◆ WHAT TO PRODUCE ◆
Count the lines in the entries below that contain the string "flat", treating uppercase and lowercase as distinct. Reply with the number alone.

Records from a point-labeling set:
┌──

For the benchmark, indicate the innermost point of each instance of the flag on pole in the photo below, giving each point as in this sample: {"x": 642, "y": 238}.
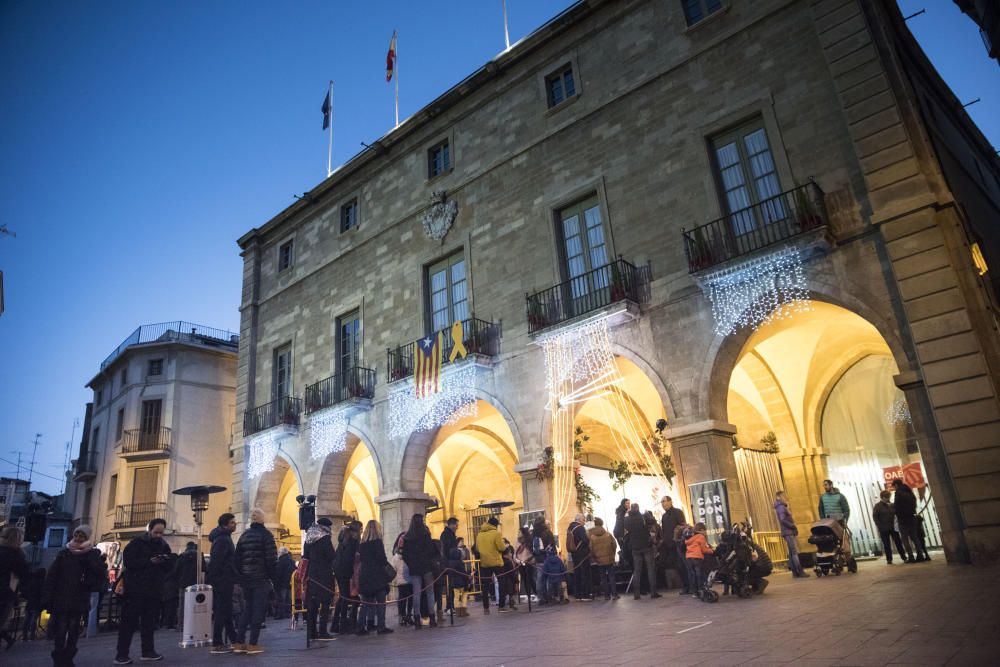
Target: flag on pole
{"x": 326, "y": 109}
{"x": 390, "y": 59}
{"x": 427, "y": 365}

└──
┌──

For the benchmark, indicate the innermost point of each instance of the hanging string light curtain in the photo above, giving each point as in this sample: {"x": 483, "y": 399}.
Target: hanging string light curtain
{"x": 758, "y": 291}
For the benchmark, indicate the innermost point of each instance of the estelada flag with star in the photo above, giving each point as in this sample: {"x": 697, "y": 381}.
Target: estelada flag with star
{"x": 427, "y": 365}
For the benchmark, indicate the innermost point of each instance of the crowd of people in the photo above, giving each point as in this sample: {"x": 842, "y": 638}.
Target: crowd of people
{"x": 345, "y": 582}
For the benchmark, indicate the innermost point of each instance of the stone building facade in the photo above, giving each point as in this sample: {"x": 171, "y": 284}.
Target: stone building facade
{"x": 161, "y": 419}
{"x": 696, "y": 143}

└──
┌──

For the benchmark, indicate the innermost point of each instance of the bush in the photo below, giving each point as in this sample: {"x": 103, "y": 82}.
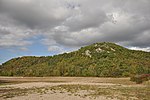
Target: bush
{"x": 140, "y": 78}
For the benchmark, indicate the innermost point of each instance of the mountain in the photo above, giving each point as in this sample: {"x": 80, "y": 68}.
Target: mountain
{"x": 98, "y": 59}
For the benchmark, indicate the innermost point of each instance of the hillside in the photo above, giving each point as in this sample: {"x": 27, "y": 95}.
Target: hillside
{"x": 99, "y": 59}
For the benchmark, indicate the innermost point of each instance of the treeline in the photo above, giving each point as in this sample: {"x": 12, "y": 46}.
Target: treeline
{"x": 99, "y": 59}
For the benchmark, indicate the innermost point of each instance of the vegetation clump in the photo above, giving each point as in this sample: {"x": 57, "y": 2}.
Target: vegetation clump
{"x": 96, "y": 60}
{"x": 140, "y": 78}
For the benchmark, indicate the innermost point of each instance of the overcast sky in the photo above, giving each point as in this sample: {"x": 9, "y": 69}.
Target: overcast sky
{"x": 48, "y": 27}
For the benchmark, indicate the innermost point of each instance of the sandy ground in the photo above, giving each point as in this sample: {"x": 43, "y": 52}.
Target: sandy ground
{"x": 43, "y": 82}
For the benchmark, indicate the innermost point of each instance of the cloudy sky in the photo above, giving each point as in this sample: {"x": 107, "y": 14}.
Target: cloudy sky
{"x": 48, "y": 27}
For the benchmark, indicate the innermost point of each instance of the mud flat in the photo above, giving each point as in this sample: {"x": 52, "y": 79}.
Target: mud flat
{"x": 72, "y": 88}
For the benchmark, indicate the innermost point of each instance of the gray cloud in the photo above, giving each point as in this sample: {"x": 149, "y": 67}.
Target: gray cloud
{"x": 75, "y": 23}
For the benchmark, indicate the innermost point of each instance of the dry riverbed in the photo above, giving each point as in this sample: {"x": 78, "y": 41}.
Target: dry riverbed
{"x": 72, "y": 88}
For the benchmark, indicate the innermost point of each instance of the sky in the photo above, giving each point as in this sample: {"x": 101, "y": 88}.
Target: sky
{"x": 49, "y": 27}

└──

◆ PROBLEM SOLUTION ◆
2